=== EXTRAIT DU DOCUMENT ===

● ● ● ● ●

L’épidémie de Coronavirus a fait la démonstration d’un fait que peu avaient compris auparavant. Les caissières et caissiers de supermarché sont des travailleurs indispensables à la bonne marche d’une société. Le manhwa (manga) coréen Intraitable en fait la démonstration tandis que l’éditeur Rue de l’échiquier sortait son deuxième volume au tout début du confinement. Parlons donc syndicalisme et défense des intérêts des travailleurs sud-coréens avec Choi Kyu-Sok.
Début des années 2000, la chaîne française de supermarché Les fourmis tente de s’implanter en Corée du Sud. Dans un de ses magasins, le manager Lee Soo-in ne supporte pas l’injustice des traitements subis par ses équipiers. Ancien officier de l’armée, sa droiture l’amène à faire la rencontre d’un surprenant conseiller syndical. Il crée une section syndicale pour défendre les salariés, quitte à mettre une cible sur sa tête. Mais seul il ne peut rien, il doit donc recruter.
Travailleurs, travailleuses coréennes, on vous ment...
Quand le premier tome avait entrepris de nous présenter le personnage de Lee Soo-in et le contexte du monde de l’entreprise Sud-Coréen, ce deuxième volet met les mains dans le cambouis. Il donne à voir les mécanismes psychologiques induits par le management afin de casser les éventuelles solidarités entre employés, dans le but de les remplacer par des travailleurs intérimaires encore moins revendicatifs. Forcément, si la doxa officielle des trente dernières années vous a convaincu que le syndicalisme était une impasse, ce manga n’est pas pour vous, il vous horripilera de bout en bout.
Quand bien même les salariés y sont décrits sans complaisance, comme “des imbéciles faibles à protéger des imbéciles forts”. L’auteur crée sans aucun mal l’adhésion (non, pas au syndicat, ne signez pas tout de suite votre formulaire) au groupe de salariés. Il s’attache à en décrire un petit nombre, au fil des pages. Ceux qui évoluent pour rejoindre la lutte pour le respect de leurs droits et de leur humanité. Mais même ceux qui restent en arrière, bons petits soldats d’un système d’encadrement culpabilisant, en deviennent touchants quand ils interagissent avec les personnages actifs. On comprend leurs choix, ils ont du sens. Ils peuvent faire preuve de lâcheté, de médiocrité, mais dans le fond, Choi Kyu-Sok ne les juge pas.

● ● ● ● ●

Entrées enregistrées
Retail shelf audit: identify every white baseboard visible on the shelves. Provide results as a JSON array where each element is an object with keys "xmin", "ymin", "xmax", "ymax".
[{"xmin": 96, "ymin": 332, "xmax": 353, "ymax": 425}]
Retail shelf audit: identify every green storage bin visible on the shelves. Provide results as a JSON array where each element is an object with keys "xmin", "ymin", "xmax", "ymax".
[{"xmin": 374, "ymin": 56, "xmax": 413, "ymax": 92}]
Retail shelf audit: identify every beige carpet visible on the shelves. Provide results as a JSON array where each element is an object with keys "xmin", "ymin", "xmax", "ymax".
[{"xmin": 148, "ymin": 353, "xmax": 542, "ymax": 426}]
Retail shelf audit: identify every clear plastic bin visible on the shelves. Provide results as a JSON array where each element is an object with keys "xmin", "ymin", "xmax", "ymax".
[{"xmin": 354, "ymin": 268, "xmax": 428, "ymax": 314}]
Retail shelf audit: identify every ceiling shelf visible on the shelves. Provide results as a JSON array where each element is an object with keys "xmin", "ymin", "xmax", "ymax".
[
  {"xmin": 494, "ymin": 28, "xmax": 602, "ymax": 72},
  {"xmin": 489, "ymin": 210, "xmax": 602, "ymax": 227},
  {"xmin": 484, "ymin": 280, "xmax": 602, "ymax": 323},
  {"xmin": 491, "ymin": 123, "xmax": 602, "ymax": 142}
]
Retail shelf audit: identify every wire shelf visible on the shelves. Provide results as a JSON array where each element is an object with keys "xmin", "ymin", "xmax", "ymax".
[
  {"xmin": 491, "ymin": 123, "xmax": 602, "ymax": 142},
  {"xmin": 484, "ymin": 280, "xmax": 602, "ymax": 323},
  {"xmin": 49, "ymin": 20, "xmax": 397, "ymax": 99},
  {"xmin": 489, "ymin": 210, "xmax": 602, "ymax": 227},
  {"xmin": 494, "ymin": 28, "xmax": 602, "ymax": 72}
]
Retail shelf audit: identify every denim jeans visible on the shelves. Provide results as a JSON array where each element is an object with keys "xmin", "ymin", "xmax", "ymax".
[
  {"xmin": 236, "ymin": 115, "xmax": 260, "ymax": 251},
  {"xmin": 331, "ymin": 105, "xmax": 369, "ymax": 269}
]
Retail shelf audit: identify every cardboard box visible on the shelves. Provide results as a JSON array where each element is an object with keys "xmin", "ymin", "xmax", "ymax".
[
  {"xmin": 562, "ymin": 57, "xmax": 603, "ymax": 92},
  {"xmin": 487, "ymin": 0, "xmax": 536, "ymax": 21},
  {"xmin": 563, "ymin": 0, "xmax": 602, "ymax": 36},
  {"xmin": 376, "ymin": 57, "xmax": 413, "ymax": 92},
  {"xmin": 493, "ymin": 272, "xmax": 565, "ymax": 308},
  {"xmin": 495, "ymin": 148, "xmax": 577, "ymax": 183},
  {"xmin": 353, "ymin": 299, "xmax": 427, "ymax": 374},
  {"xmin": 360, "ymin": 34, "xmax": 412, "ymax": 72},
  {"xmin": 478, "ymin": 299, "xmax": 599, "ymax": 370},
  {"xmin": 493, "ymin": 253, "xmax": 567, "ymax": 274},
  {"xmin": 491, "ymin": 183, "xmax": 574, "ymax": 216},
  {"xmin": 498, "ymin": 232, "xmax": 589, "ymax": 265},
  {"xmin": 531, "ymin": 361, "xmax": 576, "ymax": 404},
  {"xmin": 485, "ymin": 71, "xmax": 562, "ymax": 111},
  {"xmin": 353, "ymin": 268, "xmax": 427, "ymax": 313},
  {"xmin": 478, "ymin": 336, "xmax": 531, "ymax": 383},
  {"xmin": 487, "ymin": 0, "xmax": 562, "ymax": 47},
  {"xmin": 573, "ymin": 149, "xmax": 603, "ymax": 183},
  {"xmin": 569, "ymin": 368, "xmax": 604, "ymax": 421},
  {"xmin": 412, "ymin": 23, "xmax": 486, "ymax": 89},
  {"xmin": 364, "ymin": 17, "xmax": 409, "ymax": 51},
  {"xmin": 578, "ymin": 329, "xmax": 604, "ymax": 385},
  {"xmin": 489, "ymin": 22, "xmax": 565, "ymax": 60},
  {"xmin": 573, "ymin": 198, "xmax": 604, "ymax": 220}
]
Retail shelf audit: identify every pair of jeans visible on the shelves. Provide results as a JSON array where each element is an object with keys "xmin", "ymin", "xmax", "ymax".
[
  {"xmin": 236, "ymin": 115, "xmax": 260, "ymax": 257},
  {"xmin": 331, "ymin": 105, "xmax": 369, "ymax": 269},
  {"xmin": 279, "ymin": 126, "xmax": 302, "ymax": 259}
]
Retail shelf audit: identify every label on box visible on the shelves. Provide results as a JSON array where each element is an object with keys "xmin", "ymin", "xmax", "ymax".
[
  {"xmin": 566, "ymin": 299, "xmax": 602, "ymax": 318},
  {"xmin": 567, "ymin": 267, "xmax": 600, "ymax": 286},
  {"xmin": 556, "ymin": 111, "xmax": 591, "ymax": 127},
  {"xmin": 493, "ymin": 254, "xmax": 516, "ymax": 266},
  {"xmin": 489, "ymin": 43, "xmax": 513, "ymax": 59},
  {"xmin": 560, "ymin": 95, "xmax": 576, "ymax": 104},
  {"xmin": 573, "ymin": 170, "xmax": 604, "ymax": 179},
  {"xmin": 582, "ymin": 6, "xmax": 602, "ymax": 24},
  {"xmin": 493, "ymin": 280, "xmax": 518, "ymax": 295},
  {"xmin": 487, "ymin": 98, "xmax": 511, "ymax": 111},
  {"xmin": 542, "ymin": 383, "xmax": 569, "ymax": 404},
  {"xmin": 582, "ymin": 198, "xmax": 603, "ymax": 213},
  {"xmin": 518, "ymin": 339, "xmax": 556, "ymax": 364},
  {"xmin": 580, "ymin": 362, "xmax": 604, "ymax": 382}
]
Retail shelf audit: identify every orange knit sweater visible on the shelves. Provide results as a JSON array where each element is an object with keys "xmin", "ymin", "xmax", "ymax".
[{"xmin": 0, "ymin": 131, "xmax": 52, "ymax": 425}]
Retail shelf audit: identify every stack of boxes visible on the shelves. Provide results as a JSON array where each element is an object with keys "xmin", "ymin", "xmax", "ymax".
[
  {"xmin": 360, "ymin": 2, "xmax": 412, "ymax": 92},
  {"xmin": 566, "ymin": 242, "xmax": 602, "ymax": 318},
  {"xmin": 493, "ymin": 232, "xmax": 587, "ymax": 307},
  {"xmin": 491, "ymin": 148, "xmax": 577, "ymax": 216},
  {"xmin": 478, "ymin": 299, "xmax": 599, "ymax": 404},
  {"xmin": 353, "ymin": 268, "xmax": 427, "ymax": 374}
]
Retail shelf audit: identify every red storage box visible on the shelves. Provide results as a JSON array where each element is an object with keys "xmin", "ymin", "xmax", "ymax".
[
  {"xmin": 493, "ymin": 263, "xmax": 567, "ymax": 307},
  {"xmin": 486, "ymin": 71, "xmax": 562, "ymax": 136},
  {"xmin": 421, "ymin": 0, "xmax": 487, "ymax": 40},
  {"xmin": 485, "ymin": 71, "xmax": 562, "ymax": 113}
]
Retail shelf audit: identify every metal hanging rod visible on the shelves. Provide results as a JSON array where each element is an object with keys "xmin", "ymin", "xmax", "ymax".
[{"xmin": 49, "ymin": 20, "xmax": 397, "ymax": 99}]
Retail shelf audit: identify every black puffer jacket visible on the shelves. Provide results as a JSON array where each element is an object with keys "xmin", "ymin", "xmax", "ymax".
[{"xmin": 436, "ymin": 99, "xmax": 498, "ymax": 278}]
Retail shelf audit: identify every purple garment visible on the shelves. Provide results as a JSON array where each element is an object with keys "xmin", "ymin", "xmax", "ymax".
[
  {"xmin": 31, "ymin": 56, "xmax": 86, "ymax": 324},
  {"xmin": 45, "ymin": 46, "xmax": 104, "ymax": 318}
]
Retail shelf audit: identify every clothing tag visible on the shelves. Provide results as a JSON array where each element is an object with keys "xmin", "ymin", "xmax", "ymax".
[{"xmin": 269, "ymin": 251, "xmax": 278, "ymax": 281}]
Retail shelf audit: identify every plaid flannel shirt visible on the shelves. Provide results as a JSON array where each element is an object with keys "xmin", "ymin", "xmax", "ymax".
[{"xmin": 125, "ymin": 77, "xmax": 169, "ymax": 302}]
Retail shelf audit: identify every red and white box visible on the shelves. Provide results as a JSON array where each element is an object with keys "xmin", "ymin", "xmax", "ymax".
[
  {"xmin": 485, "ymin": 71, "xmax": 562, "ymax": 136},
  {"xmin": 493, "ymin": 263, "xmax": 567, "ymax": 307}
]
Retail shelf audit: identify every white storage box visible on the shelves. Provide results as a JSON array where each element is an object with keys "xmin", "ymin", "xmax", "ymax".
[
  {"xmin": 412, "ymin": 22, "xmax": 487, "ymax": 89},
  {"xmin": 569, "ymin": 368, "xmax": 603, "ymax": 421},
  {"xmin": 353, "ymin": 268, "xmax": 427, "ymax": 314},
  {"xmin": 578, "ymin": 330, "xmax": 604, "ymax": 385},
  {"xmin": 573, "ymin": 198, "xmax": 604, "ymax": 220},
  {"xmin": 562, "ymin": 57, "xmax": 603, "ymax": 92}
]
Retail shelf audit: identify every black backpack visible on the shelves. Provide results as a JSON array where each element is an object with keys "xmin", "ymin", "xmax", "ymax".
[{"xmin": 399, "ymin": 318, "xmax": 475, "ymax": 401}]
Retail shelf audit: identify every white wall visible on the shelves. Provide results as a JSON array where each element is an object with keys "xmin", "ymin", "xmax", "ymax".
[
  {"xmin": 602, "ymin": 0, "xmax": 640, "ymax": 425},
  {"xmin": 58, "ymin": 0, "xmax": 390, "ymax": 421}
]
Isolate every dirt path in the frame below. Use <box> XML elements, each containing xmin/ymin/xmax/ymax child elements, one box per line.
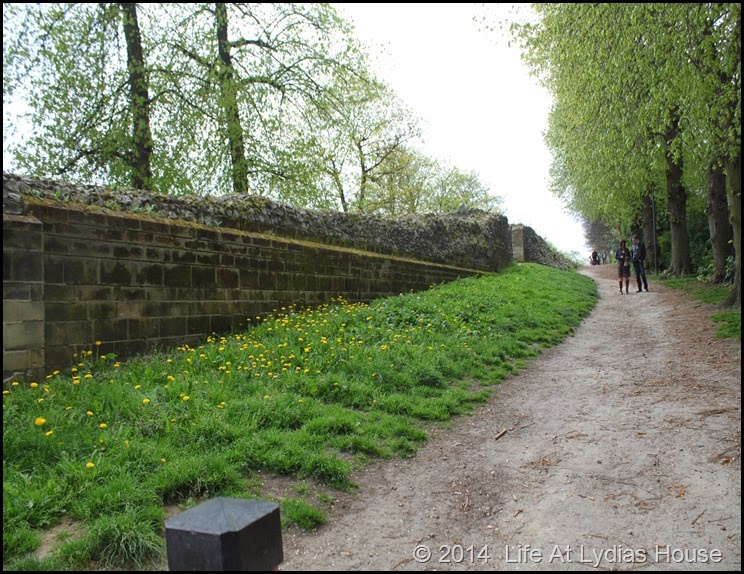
<box><xmin>281</xmin><ymin>265</ymin><xmax>741</xmax><ymax>571</ymax></box>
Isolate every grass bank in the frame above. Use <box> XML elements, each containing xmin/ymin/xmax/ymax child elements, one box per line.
<box><xmin>661</xmin><ymin>276</ymin><xmax>741</xmax><ymax>341</ymax></box>
<box><xmin>3</xmin><ymin>264</ymin><xmax>597</xmax><ymax>570</ymax></box>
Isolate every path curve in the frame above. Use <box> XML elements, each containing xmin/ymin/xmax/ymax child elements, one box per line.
<box><xmin>281</xmin><ymin>265</ymin><xmax>741</xmax><ymax>571</ymax></box>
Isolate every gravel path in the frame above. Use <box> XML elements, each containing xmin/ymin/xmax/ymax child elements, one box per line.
<box><xmin>281</xmin><ymin>265</ymin><xmax>741</xmax><ymax>571</ymax></box>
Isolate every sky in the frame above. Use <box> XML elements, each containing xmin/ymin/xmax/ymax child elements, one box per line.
<box><xmin>333</xmin><ymin>3</ymin><xmax>591</xmax><ymax>255</ymax></box>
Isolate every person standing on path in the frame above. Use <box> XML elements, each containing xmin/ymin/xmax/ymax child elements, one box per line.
<box><xmin>631</xmin><ymin>235</ymin><xmax>648</xmax><ymax>293</ymax></box>
<box><xmin>615</xmin><ymin>239</ymin><xmax>630</xmax><ymax>295</ymax></box>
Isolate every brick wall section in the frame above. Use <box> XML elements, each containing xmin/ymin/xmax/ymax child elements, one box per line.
<box><xmin>3</xmin><ymin>213</ymin><xmax>44</xmax><ymax>372</ymax></box>
<box><xmin>3</xmin><ymin>198</ymin><xmax>483</xmax><ymax>379</ymax></box>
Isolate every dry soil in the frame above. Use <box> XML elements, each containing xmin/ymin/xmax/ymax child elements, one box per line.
<box><xmin>280</xmin><ymin>265</ymin><xmax>741</xmax><ymax>571</ymax></box>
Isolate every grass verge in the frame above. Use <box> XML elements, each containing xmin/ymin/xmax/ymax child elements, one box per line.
<box><xmin>3</xmin><ymin>264</ymin><xmax>597</xmax><ymax>570</ymax></box>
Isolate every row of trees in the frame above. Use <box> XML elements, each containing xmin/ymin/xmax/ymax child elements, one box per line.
<box><xmin>3</xmin><ymin>3</ymin><xmax>501</xmax><ymax>215</ymax></box>
<box><xmin>513</xmin><ymin>3</ymin><xmax>741</xmax><ymax>306</ymax></box>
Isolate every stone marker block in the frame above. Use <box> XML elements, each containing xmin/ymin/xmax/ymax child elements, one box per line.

● ● ● ● ●

=== ÉNONCÉ DU PROBLÈME ===
Poursuivez la critique du manhwa Intraitable à partir de sa dernière phrase.

=== SORTIE ATTENDUE ===
Une leçon à tirer pour la France ?
Intraitable est un manga passionnant sur les réalités du monde du travail sud-coréen. Un récit fictionnel inspiré par l’implantation de Carrefour dans le pays du matin calme. Mais peut-on en tirer des leçons en miroir, sur notre propre situation ? Évidemment, le contexte sociologique Sud-Coréen joue. Le rapport à la dictature militaire pas si éloignée temporellement parlant, est clairement un élément de compréhension des rapports entre “partenaires sociaux” coréens. La Corée n’a pas l’historique de la France en la matière. Les droits syndicaux y sont bien plus solides et respectés.
Mais pourtant, il y a à méditer pour nous, de cette histoire qui se conclura au tome 3. Les lâchetés humaines, qu’elles soient celles de cadres ou de simples exécutants, sont autant les nôtres que les leurs. Le discours ambiant traitant les syndicalistes de terroristes et les actes, refusant toute efficacité à l’action collective, sont une réalité française. L’humain est un loup pour l’humain. Seul, la moindre faiblesse lui sera fatale. En groupe, il peut se protéger, évoluer, construire un avenir. C’est l’histoire de notre espèce, Homo Sapiens. Il ne s’agirait peut-être pas de l’oublier. Sans ces caissières et caissiers de supermarché, aucun d’entre nous n’aurait pu se nourrir pendant le confinement. En diminuant les budgets de l’Hôpital, on le rend inapte à nous protéger efficacement en cas de crise sanitaire. Divisés nous tombons, unis nous faisons face. Les deux premiers tomes d'Intraitables sont disponibles aux éditions Rue de l'échiquier.